▶ [Document text]
+ + +

Horse judging is an event where four horses in a number of different agility events compete against each other. The student teams place these horses in hopes they get as close as possible to the official placing.  According to Ag teacher and team coach Tanis Price, no team as WHS has ever placed at HLSR horse judging.

‘The last time we placed at a major show judging event was 2007,” Price said. “Most of the work comes from the students themselves and the time they out in outside of the classroom and practice.”

The key to a successful competition is that practice and studying as a team and on their own.

“My team and I prepared for this event by practicing the different groups, or classes, of either performance classes or halter classes,” freshman Brooke Carr said.  “A performance class is where you watch 4 horses do a certain pattern, or performance. A halter class is where you have 4 horses and you evaluate them on their structure and soundness.”

The amount of time and effort that goes into an event like this can be immeasurable, but it has definitely paid off for these FFA students.

+ + +

▶ [Material shown]
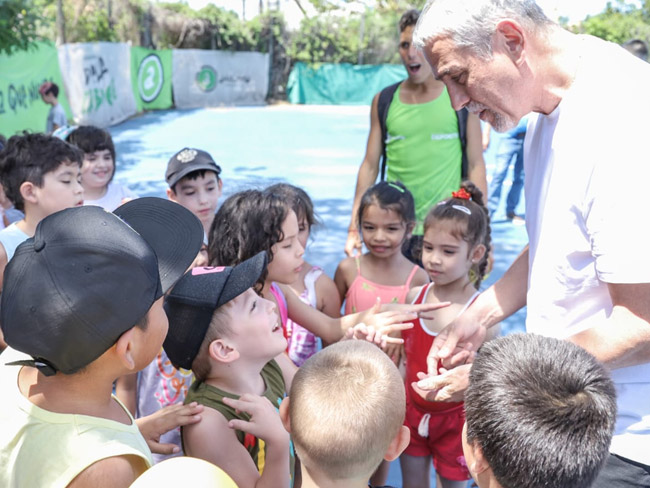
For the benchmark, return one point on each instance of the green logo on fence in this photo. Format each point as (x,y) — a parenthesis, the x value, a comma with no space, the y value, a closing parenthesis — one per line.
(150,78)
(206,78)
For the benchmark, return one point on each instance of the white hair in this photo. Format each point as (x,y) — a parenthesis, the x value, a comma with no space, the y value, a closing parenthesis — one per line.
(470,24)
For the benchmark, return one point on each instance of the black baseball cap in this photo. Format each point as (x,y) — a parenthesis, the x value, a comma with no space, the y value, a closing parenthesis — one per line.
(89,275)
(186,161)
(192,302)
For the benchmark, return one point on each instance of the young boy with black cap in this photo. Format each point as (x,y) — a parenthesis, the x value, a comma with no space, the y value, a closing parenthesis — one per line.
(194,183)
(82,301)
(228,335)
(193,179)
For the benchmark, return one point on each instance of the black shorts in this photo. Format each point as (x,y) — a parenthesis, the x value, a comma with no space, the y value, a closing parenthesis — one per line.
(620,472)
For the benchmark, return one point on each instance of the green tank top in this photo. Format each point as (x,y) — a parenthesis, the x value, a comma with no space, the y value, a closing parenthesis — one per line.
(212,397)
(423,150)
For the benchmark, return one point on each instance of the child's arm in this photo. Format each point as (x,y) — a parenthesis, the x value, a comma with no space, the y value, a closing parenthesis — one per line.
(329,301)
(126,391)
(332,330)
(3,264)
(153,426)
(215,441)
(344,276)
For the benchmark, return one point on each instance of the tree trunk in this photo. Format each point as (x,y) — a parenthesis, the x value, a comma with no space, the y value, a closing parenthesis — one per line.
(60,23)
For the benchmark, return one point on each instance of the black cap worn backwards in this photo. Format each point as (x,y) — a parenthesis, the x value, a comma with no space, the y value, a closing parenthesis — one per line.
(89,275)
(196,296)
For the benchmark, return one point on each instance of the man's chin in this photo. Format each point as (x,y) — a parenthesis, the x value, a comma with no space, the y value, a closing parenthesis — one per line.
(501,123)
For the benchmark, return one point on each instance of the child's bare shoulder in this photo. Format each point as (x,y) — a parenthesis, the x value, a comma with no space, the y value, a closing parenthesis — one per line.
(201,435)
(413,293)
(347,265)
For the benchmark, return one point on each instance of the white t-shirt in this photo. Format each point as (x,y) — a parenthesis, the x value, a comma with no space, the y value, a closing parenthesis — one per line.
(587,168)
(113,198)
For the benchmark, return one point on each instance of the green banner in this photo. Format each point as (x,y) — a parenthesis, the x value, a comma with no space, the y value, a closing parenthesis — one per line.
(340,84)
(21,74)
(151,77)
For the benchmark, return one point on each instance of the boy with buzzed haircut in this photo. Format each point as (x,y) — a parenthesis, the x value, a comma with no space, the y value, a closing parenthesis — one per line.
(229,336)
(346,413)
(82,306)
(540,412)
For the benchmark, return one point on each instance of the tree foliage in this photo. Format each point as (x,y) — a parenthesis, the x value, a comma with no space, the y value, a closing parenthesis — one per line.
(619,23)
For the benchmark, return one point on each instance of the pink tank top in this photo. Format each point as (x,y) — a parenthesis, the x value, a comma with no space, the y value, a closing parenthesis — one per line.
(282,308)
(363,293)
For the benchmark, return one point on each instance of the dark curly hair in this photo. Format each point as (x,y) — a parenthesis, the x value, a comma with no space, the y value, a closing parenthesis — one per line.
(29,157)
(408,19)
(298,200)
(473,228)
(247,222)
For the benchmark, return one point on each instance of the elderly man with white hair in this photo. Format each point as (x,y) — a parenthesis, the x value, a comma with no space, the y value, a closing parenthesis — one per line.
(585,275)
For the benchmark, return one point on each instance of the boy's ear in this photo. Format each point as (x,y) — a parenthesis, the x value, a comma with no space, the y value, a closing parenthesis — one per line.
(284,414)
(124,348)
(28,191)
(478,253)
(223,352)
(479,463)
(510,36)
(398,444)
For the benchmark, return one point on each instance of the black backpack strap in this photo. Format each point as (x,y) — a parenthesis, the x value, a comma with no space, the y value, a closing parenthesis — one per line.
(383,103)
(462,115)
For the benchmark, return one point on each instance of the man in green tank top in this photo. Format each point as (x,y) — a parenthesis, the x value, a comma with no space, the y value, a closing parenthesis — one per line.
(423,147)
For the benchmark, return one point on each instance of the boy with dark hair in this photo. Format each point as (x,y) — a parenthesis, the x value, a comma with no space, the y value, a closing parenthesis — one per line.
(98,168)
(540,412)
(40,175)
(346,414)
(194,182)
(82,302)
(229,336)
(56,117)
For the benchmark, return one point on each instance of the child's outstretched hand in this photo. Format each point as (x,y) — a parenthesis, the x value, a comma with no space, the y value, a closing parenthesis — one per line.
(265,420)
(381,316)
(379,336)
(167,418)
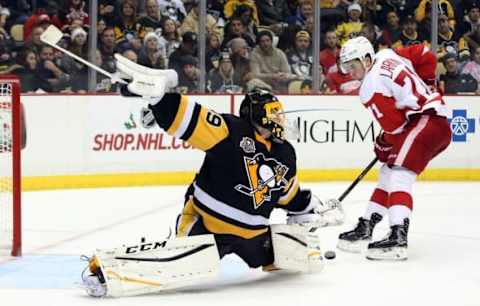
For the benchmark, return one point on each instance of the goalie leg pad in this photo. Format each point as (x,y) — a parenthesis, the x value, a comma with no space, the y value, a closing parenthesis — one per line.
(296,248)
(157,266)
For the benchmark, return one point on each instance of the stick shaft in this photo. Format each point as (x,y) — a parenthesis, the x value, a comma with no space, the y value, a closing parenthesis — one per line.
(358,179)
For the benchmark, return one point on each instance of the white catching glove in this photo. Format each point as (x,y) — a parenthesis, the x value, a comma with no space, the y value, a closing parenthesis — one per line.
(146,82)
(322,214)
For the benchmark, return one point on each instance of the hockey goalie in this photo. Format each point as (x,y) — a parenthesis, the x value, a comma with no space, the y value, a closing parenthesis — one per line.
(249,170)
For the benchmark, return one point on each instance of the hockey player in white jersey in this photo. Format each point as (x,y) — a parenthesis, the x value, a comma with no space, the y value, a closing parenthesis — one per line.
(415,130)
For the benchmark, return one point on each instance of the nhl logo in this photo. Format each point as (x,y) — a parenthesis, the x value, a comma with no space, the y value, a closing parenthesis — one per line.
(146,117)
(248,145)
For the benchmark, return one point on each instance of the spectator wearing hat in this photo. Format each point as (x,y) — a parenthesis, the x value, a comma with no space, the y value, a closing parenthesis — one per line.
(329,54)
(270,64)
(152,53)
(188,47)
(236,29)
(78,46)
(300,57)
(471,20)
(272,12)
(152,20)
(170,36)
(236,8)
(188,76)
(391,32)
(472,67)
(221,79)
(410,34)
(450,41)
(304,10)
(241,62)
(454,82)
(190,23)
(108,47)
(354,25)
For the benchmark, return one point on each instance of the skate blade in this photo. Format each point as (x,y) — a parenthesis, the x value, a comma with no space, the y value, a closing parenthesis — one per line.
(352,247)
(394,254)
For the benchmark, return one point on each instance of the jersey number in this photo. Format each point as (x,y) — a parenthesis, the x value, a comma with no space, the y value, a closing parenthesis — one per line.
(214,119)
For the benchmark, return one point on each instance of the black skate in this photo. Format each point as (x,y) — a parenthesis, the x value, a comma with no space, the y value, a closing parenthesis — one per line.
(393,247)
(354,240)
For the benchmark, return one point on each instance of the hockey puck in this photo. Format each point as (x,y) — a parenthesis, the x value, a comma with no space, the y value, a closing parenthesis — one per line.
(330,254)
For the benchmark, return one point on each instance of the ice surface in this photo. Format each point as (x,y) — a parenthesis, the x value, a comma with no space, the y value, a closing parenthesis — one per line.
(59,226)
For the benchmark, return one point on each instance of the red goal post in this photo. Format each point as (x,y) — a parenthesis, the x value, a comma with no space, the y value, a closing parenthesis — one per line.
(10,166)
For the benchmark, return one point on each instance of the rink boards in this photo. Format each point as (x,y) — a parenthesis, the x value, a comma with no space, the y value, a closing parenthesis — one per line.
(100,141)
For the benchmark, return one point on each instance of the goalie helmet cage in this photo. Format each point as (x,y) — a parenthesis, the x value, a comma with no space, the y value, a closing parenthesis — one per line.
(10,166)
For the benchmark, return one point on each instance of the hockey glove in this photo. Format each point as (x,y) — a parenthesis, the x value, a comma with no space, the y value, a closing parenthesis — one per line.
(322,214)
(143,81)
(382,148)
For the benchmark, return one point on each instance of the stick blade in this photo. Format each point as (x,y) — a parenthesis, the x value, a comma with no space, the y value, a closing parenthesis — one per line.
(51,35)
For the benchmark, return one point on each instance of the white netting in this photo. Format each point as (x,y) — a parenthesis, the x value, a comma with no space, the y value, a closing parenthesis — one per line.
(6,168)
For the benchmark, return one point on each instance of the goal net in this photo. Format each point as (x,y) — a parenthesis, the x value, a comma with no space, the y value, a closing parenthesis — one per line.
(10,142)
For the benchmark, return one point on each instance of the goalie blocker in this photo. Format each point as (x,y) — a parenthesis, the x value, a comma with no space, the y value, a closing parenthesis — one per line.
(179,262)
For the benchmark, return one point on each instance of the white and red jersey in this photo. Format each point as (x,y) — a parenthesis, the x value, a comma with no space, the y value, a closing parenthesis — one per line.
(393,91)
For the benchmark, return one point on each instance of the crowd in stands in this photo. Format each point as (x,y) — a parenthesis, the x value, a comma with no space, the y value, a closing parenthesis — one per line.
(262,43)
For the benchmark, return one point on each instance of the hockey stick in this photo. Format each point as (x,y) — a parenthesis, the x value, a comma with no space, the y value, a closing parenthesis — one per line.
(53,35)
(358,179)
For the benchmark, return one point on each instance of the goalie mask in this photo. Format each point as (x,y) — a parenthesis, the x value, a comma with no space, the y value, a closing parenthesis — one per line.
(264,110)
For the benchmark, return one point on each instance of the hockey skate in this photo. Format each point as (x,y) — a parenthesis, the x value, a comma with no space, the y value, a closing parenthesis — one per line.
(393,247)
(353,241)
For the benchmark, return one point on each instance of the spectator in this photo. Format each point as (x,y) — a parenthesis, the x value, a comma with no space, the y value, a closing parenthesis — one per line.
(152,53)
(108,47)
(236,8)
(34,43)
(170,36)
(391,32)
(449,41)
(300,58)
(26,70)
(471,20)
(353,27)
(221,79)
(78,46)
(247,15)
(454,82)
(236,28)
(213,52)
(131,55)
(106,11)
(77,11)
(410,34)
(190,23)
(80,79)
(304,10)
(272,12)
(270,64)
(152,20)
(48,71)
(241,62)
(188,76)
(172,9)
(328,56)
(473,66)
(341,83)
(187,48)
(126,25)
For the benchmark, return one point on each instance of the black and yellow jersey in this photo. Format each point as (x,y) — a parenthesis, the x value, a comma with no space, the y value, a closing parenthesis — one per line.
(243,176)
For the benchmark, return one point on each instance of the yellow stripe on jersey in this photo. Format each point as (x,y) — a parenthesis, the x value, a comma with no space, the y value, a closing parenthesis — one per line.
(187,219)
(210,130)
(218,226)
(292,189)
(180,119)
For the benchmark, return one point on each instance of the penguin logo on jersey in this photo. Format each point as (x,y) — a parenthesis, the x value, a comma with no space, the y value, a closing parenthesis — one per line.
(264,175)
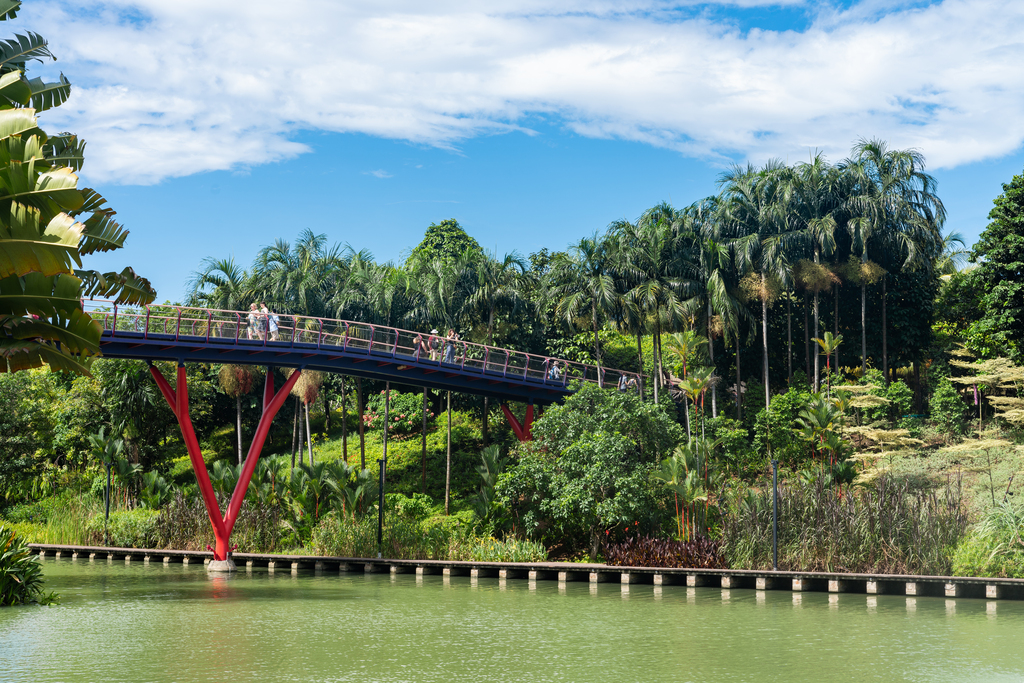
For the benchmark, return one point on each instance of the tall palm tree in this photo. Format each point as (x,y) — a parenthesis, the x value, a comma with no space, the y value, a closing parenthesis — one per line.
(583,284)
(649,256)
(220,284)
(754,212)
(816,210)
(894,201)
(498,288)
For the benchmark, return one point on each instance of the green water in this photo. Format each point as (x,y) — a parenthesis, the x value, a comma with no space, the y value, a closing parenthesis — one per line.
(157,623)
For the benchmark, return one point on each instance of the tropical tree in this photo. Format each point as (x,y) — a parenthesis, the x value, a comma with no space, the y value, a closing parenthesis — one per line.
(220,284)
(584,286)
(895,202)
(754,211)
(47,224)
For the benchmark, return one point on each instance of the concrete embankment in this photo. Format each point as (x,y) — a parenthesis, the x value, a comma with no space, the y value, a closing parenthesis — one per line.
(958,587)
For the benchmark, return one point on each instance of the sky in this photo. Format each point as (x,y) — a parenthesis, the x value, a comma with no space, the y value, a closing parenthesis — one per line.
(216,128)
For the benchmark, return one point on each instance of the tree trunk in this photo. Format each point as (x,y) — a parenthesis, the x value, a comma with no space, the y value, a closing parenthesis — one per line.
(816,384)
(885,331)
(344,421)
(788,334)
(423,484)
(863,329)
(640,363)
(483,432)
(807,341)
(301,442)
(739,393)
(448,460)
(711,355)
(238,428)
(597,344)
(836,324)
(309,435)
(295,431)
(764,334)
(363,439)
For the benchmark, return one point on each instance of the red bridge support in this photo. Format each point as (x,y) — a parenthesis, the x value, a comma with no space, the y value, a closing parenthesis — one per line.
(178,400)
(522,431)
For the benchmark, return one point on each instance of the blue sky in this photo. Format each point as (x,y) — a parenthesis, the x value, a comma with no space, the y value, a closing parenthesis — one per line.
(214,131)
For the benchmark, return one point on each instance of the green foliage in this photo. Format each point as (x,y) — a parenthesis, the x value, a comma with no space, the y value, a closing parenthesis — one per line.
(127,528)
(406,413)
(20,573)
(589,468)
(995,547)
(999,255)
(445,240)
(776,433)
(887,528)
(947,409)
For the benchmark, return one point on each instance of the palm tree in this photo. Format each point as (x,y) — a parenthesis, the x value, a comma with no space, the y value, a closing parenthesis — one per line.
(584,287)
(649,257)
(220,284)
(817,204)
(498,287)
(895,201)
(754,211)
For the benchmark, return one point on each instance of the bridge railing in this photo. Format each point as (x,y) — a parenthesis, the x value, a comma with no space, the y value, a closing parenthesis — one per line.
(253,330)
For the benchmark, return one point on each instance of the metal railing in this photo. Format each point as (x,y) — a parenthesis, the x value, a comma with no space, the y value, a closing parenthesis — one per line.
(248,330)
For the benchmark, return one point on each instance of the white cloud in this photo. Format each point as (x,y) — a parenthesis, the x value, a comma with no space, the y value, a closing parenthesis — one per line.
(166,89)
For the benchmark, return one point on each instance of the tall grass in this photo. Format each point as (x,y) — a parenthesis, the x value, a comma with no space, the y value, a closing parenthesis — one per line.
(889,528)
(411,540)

+ + +

▶ [Task 1]
According to the horse judging article, in what year did the team last place at a major show judging event?
▶ [Task 2]
Continue the horse judging article from the point where it ends.
The data has no connection to the horse judging article.

▶ [Expected output 1]
2007

▶ [Expected output 2]
This is a huge accomplishment for us.

— Kendall Higgins, 12

My twin sister, Kendall, and I have been preparing for 4 years,” Haley said. “We worked with our former horse judging team everyday during lunch. We also hosted our own clinics and met outside of school a lot. Here at Willis, we have horse judging meetings once a week where we work with our team. Kendall and I also show our horses through 4-H in the same events that we judge, so we get a lot of practice just by competing ourselves.”

One of the biggest events for FFA students, the Houston Livestock Show is a big event when it comes to accomplishments and can help them be prepared for events like area and state.

“A lot of people underestimate how difficult horse judging can be,” Kendall said. “Every competition is different, with different horses and different judges. It is very opinion based, so trying to match your scores with the judges without discussing them can be really difficult. The HLSR competition is an extremely important competition, next to area and state. It was our biggest one so far, with almost 500 contestants, and 142 schools. I placed first individually, and Willis placed second in teams. This is a huge accomplishment for us. I won a buckle and a scholarship, whereas at other competitions the winners usually either get nothing or just a banner or plaque.”